• PROVIDED TEXT:
Start of Block
Benin’s history is steeped in slavery, and it is perhaps one of the reasons the country is still struggling today. It’s hard to understand modern Benin’s culture without understanding their legacy of slavery.
Benin is part of what was formerly known as the “Gold Coast” which then didn’t take long to be know as the “Slave Coast,” due to the large number of slaves that were shipped from this region. It’s estimated that about 12 million Africans from the regions of present day Benin and Nigeria, made it to the Americas, yet many, many more died in route. People were stacked like carcasses in ships; only a percentage would be alive at the end of the trip. As Americans, we know the history of what happened to slaves once they reached the Americas, but the slave trade also had an impact on those who remained in Africa.
We took visited a coastal city called Ouidah, which is the home of the Trail of Slaves and the Gate of No Return. The trail leads from the slave markets in the center of the city, down past the salt flats and down to the ocean. Slaves were lead down it before being caged in long dark houses, and eventually taken out to the ocean and off of the continent, never to return. Many of the parts of the journey were designed to dehumanize and weaken the prisoners so that they would be less likely to fight back. It was a powerful trip and the sight of the ocean through the Gate of No Return, as if looking through the eyes of a slave, is not something easily forgotten.
According to historic accounts, the majority of slaves were criminals or prisoners of war. During the slave trade years, Benin was part of the kingdom of Dahomey. Like other kingdoms in the region, Dahomey relied on constant warfare with the other kingdoms and tribes to generate the great numbers of slaves desired by the Europeans. They were sold in trade for things like beads, cannons, jewelry and alcohol.
In a visit to a fort where slaves were kept before being shipped, our tour guide talked about the conditions into which the slaves were put: the dehumanization, the dungeons, the isolation, the darkness, the despicable things done to women. It is unbelievable that any of them made it to the Americas alive. Slavery was horrendous; it brought out the ugliest parts of human nature.
End of Block
• PROBLEM: Say whether each statement below agrees with the text on Benin's history of slavery, answering yes or no and quoting the deciding words of the text. 1. Slaves were traded for goods that included cannons and alcohol. 2. Most slaves were farmers taken from their villages. 3. The trail in Ouidah runs from the slave markets to the ocean.

• EXTRACTED DATA:
Start of Block
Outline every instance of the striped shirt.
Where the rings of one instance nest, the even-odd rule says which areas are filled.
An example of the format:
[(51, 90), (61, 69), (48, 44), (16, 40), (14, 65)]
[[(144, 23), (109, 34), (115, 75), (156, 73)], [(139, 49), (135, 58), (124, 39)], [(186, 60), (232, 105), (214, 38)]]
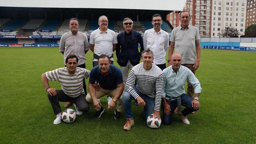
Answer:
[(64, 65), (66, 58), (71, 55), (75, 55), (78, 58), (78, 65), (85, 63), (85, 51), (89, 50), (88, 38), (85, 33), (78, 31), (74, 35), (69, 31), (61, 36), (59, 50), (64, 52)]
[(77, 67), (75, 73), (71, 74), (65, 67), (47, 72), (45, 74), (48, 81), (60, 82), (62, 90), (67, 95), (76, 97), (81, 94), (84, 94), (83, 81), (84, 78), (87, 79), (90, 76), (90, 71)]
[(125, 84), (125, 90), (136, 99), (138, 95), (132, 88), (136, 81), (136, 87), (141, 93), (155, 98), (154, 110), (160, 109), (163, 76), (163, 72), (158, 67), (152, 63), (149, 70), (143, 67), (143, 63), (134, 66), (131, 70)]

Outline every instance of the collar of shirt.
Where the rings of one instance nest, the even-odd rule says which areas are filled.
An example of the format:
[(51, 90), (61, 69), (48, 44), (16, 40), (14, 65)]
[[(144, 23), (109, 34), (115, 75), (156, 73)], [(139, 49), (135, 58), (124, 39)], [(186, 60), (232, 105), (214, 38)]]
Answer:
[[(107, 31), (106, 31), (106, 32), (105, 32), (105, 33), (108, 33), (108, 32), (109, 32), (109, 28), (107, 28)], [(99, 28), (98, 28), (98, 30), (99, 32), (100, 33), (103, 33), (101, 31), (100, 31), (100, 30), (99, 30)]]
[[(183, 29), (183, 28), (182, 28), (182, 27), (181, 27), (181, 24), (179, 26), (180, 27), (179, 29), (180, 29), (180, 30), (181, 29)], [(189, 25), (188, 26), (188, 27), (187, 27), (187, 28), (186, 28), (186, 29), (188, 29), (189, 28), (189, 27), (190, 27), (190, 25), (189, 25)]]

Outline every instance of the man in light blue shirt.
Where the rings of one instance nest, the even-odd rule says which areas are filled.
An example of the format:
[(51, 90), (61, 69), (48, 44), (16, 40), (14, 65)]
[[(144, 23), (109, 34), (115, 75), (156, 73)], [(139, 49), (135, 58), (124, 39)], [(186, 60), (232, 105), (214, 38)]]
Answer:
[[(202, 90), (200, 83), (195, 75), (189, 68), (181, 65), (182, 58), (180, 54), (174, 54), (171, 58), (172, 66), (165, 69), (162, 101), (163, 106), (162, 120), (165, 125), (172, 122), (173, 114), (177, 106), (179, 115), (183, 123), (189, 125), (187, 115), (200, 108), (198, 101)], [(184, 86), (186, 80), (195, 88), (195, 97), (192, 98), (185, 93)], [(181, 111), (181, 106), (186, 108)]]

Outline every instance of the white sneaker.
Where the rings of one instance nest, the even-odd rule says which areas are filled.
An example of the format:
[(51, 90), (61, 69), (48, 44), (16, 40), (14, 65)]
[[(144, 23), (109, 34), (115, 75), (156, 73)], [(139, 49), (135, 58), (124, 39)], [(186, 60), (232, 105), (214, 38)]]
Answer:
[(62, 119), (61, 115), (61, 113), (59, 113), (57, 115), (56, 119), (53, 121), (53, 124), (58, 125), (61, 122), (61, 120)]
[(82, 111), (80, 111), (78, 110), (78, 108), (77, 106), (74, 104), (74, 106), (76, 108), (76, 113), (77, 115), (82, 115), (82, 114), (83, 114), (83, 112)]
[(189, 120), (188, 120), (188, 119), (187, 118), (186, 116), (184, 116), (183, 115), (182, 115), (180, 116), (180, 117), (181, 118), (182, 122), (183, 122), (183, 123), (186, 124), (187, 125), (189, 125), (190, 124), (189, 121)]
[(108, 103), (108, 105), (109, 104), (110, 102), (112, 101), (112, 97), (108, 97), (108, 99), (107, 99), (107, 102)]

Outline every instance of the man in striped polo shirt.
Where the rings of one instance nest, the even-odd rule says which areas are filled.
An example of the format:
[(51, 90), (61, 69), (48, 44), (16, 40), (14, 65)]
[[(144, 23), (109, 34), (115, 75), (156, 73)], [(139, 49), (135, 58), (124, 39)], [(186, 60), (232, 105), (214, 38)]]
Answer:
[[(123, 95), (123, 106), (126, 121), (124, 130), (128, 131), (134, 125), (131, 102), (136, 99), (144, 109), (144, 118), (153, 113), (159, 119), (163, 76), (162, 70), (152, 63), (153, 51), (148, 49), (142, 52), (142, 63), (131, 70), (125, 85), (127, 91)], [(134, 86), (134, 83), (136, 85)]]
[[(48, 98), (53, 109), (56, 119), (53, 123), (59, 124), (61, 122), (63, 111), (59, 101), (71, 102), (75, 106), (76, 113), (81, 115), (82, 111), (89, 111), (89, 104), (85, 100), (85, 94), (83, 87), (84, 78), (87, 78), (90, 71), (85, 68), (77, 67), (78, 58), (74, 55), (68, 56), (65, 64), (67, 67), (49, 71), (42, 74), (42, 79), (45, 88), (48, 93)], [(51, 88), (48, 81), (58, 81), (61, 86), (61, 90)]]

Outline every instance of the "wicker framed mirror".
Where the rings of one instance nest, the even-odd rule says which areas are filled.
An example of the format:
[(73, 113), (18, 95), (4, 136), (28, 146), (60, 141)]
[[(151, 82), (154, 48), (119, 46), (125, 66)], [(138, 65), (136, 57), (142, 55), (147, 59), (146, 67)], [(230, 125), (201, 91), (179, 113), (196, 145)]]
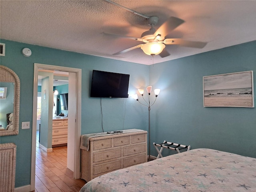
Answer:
End of Block
• ANSWER SECTION:
1. Yes: "They were sold in trade for things like beads, cannons, jewelry and alcohol."
2. No: "the majority of slaves were criminals or prisoners of war."
3. Yes: "The trail leads from the slave markets in the center of the city, down past the salt flats and down to the ocean."